● **WORK ITEM**:
Return the portion of the Pledge of Allegiance text below, starting with "I certainly don't" and going on through "to their meaning.", copied word for word.

● **STUDY TEXT**:
______

I certainly don't think of myself as the patriotic type. I don't go to baseball games. In fact, before Elder Girleen started kindergarten I probably hadn't said the Pledge of Allegiance since I was in elementary school.
But, just as you never forget how to ride a bike, you never forget how the Pledge goes. The hand folded earnestly across the heart! Those words: and liberty and justice for all.
On one hand, it seems so anachronistic, so quaint. But on the other, because of who everyone standing there in that circa 1929 auditorium is (an American) and probably because we all stood in similar settings saying the same words when we were the same impressionable age that Elder Girleen is now (6), I find that I have an emotional reaction to their meaning.
And liberty and justice for all. For the few short moments it takes to say them, I believe.

______

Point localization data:
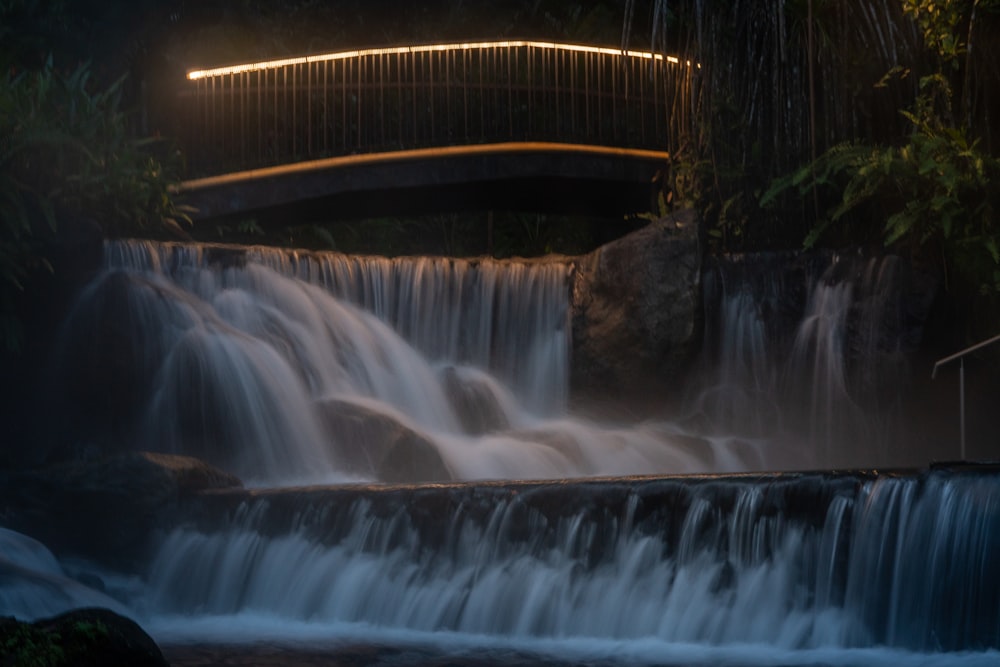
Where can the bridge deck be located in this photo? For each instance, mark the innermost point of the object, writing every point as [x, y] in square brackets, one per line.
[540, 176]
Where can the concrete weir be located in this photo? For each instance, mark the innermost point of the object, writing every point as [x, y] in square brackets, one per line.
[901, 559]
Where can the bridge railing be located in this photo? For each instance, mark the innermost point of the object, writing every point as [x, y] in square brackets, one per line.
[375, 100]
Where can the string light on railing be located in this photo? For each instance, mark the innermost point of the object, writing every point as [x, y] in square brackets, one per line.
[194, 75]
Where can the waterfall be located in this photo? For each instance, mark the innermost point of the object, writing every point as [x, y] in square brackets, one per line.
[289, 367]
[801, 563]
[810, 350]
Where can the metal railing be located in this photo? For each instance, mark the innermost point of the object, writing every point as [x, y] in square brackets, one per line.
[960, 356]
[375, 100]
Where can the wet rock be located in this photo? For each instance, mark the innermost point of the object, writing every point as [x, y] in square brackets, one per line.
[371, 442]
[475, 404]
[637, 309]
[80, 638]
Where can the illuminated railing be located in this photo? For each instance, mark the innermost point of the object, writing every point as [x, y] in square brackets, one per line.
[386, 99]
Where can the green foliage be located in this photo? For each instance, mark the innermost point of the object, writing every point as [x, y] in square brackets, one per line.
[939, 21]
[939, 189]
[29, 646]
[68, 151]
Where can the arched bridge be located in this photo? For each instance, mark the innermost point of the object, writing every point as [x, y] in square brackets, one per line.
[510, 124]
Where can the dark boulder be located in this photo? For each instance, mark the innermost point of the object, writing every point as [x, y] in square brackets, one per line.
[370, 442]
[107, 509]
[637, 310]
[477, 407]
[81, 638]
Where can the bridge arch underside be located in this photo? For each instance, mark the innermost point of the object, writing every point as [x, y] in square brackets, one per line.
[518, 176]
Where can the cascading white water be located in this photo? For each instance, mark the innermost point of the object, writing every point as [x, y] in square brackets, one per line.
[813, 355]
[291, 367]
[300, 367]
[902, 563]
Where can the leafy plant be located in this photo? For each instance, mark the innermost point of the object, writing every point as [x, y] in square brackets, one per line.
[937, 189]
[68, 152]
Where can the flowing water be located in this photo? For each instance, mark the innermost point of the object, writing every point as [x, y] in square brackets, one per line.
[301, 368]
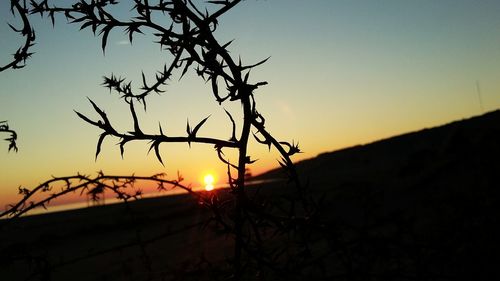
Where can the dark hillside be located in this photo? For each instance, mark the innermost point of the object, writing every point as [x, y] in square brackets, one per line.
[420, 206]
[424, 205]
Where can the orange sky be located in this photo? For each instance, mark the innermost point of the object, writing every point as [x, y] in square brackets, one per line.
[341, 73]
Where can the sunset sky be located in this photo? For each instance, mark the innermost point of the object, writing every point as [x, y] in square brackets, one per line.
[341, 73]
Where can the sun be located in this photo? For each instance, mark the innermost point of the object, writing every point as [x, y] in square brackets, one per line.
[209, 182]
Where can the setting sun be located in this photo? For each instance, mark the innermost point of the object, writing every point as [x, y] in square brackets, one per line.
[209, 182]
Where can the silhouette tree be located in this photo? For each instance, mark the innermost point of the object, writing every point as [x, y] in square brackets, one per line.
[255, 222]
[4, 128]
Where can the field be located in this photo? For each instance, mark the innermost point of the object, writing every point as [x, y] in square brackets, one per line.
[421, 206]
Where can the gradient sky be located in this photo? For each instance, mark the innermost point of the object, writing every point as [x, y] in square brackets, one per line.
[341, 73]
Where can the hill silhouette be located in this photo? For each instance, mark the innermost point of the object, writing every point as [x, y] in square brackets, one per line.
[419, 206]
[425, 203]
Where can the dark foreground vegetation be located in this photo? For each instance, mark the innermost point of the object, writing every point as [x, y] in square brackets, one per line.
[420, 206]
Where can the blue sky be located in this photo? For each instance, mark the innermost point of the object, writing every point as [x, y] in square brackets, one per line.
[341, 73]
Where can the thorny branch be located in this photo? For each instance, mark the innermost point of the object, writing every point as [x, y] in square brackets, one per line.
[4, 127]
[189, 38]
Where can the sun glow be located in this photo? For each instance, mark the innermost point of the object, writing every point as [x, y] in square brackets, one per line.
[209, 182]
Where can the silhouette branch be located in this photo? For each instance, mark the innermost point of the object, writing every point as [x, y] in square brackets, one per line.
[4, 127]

______

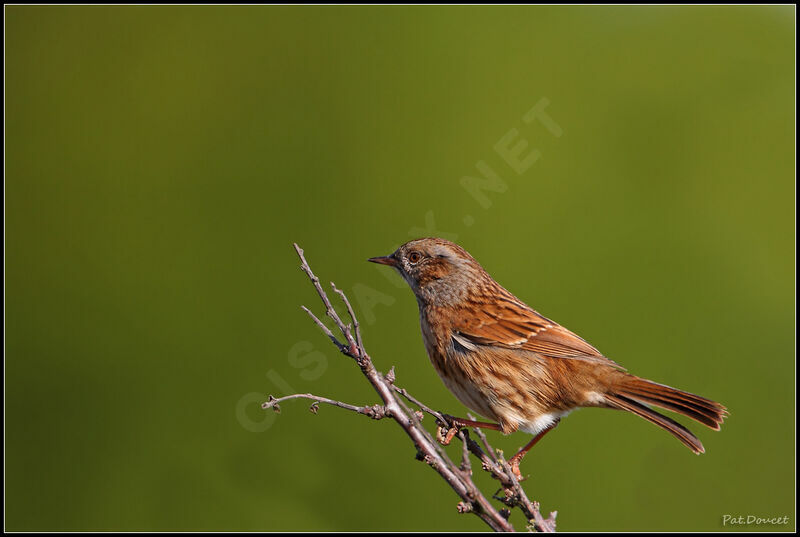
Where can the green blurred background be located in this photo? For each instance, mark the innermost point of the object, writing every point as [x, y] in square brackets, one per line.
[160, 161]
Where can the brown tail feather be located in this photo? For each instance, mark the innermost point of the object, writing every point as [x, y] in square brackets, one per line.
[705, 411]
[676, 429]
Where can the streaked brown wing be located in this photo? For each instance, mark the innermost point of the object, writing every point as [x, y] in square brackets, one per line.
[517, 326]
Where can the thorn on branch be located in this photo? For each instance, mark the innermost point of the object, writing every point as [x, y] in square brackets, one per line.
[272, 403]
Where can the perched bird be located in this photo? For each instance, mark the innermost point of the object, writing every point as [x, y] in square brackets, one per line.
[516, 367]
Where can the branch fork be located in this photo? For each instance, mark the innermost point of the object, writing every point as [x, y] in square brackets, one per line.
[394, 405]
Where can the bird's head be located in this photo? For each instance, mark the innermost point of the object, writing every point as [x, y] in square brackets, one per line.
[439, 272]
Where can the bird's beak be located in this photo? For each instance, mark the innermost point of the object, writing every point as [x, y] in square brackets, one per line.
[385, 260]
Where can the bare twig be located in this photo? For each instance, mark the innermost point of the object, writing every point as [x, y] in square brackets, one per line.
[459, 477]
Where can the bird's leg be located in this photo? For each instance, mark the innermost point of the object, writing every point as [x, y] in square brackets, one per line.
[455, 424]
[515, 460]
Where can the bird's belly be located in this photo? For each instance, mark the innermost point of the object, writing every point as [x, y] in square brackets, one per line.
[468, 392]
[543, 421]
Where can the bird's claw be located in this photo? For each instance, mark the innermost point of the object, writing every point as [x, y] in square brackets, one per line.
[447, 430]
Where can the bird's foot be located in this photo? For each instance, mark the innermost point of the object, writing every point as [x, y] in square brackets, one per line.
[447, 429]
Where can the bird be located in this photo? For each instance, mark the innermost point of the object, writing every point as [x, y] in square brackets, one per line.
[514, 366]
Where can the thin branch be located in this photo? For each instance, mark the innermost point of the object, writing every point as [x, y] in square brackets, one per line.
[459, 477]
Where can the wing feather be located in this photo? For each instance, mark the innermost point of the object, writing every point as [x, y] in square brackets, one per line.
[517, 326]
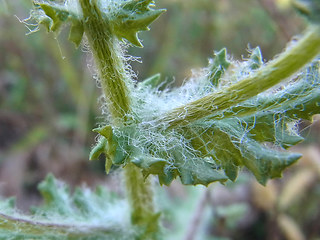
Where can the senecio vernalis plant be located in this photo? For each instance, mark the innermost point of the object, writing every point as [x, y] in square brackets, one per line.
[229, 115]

______

● **RESPONSE BELOW**:
I certainly don't think of myself as the patriotic type. I don't go to baseball games. In fact, before Elder Girleen started kindergarten I probably hadn't said the Pledge of Allegiance since I was in elementary school.
But, just as you never forget how to ride a bike, you never forget how the Pledge goes. The hand folded earnestly across the heart! Those words: and liberty and justice for all.
On one hand, it seems so anachronistic, so quaint. But on the other, because of who everyone standing there in that circa 1929 auditorium is (an American) and probably because we all stood in similar settings saying the same words when we were the same impressionable age that Elder Girleen is now (6), I find that I have an emotional reaction to their meaning.